EXERCISE INSTRUCTIONS ▸
Go through the records and copy each line where the string "wheel" occurs.

MATERIAL PROVIDED ▸
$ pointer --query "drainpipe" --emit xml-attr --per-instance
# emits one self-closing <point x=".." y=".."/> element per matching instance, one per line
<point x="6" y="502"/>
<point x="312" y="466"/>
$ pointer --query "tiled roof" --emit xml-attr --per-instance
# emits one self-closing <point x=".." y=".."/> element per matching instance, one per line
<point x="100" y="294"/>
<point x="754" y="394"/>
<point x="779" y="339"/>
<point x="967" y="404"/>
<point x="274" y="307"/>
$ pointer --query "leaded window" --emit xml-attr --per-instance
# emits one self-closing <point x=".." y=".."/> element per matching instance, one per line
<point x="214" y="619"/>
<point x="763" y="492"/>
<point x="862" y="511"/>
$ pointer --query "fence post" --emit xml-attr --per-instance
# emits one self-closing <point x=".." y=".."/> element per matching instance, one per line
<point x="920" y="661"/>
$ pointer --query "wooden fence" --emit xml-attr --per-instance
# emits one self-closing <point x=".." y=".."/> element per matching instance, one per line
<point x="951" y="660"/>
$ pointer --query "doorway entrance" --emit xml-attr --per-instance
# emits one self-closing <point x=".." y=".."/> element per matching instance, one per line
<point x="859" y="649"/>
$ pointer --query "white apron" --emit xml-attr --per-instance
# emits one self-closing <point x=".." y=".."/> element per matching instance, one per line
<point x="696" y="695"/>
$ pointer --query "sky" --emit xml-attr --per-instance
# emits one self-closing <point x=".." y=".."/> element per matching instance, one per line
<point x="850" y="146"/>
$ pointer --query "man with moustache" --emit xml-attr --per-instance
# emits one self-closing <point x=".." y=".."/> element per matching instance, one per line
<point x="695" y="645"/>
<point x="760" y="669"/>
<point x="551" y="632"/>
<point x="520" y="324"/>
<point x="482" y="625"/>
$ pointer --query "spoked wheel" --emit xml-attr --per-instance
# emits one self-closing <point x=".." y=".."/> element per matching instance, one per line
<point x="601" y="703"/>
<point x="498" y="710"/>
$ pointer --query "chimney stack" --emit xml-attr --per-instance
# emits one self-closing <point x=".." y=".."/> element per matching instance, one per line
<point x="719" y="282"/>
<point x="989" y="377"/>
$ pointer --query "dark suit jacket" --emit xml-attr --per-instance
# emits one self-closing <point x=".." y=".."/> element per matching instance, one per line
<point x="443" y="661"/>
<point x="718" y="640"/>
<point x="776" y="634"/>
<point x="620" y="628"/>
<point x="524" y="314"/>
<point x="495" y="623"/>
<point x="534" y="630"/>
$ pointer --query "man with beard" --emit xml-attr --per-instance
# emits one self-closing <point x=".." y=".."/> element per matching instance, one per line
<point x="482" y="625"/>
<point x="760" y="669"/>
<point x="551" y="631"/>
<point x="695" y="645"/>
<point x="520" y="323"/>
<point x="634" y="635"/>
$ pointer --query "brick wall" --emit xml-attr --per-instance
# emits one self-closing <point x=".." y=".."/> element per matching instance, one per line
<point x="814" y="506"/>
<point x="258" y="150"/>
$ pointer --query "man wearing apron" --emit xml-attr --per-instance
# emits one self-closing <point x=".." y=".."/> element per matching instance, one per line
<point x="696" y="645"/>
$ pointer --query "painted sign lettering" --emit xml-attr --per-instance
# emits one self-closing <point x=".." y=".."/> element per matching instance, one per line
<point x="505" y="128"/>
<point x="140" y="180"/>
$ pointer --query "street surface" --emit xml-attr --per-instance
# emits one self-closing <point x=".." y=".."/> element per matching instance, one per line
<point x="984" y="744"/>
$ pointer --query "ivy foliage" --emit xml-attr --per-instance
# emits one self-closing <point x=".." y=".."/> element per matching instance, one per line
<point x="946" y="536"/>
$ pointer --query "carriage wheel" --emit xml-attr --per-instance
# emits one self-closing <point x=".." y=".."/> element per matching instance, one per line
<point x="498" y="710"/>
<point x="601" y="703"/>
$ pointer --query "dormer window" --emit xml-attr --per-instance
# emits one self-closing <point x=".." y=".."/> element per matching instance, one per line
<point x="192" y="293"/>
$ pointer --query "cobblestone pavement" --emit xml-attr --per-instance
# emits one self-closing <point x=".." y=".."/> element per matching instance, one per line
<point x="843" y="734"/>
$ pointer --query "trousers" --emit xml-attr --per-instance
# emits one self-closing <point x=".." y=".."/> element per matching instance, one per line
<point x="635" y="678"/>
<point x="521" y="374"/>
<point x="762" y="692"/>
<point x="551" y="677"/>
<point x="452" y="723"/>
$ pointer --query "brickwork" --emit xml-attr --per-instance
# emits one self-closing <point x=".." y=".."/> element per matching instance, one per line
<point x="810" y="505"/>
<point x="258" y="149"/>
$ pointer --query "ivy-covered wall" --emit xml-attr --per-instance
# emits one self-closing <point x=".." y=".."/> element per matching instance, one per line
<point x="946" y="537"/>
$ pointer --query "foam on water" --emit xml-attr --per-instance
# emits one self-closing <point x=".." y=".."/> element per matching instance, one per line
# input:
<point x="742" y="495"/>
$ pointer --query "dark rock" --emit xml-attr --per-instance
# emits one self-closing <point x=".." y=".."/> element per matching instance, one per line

COMPLETED EXERCISE ▸
$ pointer --query "spoked wheel" --emit xml-attr --per-instance
$ pointer --query "carriage wheel" --emit xml-attr --per-instance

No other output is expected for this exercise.